# Task prompt:
Could you rewrite the part of the items that opens with the line containing "Place a point on the white" and closes with the line containing "[[232, 223]]", putting "gray hair" wherever "white hair" appears and keeping everything else the same? Leave the pictures out of your answer.

# Input records:
------------------------------------------------------------------------

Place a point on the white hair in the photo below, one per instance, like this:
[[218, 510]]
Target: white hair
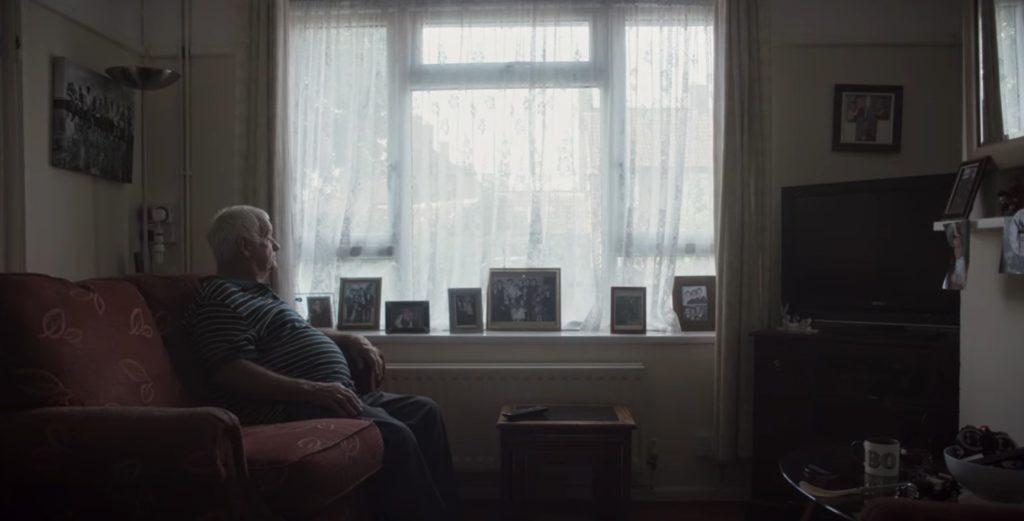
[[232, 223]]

------------------------------------------------------------------------

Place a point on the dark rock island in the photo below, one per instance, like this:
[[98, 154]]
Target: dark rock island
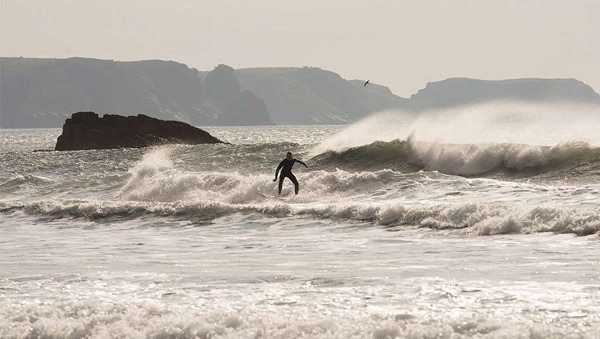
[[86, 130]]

------------------------------------------------------------------------

# Answer for the task:
Place a point on the gray hair in the photo below, one per instance, like this:
[[218, 510]]
Target: gray hair
[[232, 223]]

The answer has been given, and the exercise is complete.